Extracted records
^^^^^^^^^^^^^^^^

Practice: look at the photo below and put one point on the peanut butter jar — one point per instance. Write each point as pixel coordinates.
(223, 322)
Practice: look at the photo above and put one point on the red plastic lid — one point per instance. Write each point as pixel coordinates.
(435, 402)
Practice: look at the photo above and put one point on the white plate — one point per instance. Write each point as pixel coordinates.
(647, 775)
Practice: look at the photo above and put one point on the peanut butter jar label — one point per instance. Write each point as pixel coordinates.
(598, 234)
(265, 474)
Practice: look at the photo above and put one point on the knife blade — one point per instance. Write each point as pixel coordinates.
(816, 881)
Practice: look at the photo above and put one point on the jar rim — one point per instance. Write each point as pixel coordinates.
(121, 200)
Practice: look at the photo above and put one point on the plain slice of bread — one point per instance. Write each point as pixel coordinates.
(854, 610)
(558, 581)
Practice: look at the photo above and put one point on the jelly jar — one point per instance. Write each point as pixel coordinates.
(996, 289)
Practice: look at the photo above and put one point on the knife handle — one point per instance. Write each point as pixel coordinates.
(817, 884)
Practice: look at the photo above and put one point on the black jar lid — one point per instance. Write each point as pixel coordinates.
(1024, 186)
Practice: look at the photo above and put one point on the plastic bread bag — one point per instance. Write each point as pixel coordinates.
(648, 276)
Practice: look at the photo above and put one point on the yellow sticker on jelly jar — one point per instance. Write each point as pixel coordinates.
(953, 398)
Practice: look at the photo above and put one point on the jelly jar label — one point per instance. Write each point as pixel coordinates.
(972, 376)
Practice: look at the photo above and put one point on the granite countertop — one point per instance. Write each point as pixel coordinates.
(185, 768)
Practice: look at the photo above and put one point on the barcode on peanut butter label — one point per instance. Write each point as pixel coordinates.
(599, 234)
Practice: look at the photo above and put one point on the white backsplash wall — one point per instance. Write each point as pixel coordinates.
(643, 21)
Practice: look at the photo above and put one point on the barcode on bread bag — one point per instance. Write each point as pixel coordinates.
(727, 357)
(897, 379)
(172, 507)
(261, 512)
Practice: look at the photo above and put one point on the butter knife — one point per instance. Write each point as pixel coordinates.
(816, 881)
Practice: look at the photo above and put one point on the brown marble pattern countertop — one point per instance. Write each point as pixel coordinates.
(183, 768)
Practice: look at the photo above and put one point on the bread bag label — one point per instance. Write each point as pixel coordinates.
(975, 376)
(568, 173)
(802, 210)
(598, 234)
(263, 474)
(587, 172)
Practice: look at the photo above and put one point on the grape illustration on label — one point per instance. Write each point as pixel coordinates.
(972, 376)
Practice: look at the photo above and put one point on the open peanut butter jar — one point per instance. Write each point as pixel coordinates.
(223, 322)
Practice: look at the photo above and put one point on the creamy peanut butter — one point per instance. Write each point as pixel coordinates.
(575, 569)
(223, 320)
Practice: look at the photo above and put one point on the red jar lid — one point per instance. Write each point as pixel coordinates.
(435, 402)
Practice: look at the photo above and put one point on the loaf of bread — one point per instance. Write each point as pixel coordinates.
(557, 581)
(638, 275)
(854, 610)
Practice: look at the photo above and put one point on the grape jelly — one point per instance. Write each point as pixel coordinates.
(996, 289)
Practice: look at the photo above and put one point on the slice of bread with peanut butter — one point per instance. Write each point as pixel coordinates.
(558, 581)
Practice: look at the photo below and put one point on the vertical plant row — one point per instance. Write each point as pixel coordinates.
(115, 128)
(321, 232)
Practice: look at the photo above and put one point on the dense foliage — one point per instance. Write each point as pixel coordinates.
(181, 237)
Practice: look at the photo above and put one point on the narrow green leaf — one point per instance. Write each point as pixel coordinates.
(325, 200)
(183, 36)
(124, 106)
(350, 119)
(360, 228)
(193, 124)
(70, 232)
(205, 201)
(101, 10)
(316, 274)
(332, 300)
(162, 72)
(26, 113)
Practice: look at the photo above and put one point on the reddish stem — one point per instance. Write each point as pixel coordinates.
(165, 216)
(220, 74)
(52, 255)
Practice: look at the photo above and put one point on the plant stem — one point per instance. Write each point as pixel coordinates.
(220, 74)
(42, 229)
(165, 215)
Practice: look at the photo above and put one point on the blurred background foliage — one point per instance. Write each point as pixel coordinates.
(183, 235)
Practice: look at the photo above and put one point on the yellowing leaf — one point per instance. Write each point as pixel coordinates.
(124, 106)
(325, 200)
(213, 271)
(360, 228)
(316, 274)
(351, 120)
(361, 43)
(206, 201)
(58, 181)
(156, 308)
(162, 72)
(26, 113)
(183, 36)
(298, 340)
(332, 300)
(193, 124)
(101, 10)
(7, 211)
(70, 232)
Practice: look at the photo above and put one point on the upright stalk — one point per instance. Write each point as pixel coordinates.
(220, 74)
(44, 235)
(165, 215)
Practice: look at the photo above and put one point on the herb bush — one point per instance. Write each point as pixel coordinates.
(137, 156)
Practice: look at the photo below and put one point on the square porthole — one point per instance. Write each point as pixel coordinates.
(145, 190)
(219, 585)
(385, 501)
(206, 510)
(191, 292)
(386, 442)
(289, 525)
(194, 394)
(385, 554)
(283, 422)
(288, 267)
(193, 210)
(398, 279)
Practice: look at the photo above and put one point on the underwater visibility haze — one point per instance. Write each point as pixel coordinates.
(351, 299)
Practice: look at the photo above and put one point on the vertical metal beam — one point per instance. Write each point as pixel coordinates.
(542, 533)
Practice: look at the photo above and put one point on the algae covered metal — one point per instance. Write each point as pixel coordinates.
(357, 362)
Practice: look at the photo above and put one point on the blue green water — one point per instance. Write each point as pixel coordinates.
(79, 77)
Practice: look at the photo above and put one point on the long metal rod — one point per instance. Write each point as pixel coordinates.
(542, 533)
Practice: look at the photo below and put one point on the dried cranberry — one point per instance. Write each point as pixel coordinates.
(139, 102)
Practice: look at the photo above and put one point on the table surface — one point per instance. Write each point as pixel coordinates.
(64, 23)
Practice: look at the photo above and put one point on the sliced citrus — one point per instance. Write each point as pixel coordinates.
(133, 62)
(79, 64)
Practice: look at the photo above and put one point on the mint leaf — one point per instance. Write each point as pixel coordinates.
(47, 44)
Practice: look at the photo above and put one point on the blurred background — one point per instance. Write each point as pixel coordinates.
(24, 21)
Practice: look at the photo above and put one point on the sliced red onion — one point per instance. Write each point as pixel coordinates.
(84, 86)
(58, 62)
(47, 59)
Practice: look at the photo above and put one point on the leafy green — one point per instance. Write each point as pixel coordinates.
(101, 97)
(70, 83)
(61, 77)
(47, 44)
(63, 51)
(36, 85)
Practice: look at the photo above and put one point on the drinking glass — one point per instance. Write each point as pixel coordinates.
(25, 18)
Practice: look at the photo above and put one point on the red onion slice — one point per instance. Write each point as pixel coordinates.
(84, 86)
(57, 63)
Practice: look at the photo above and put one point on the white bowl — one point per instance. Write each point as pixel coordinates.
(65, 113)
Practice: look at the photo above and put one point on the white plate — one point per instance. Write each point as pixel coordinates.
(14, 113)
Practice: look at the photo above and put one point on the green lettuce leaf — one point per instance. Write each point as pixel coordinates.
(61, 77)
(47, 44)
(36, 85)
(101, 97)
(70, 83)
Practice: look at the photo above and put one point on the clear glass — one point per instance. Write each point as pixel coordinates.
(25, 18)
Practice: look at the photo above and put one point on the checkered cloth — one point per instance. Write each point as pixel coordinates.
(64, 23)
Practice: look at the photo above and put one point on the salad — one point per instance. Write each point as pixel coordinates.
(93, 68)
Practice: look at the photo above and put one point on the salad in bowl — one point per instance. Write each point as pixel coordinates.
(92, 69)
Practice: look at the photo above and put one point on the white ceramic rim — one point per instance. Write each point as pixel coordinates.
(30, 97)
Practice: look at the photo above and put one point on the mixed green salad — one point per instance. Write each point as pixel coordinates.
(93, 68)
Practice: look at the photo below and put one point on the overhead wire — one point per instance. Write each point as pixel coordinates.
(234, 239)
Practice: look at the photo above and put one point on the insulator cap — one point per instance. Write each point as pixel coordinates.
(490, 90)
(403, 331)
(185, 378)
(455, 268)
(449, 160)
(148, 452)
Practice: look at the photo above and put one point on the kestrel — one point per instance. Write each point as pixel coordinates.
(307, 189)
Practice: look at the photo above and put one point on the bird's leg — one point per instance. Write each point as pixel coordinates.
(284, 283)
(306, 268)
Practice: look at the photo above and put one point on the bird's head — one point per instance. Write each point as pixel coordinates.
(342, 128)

^^^^^^^^^^^^^^^^

> **What to produce**
Can you arrange the lines of the records above as a numbered list, beginning at the first line and stopping after the line that contains "(1024, 186)", with blank lines left out?

> **Answer to this problem**
1. Practice: look at the photo below and put one point on the peanut butter jar — one point per instance. Write each point as pixel coordinates.
2. (223, 322)
3. Practice: look at the photo above and put one point on the red plastic lid — one point per instance. Write each point as pixel coordinates.
4. (435, 402)
5. Practice: look at the photo above and put one point on the white plate — one point per instance. Write each point as pixel coordinates.
6. (647, 775)
7. Practice: look at the photo above and put one point on the peanut butter jar label — one point per instance. Write each point as pixel coordinates.
8. (598, 234)
9. (265, 474)
10. Practice: look at the photo above and put one point on the knife blade — one point per instance. Write each point as pixel coordinates.
11. (816, 881)
12. Practice: look at the photo above and put one point on the jar rim — one point per instance. Write each point as pixel coordinates.
13. (121, 200)
14. Practice: look at the photo above and put one point on the plain slice of bread — one point per instance. Write each point as pixel coordinates.
15. (854, 610)
16. (558, 581)
17. Practice: look at the photo above and put one point on the jelly jar — one point per instance. Write each point as pixel coordinates.
18. (996, 289)
19. Practice: look at the photo above and put one point on the knife handle — one point per instance. Write each point as pixel coordinates.
20. (817, 884)
21. Practice: look at the photo above and put one point on the black jar lid — one point per instance. Write each point as pixel coordinates.
22. (1024, 186)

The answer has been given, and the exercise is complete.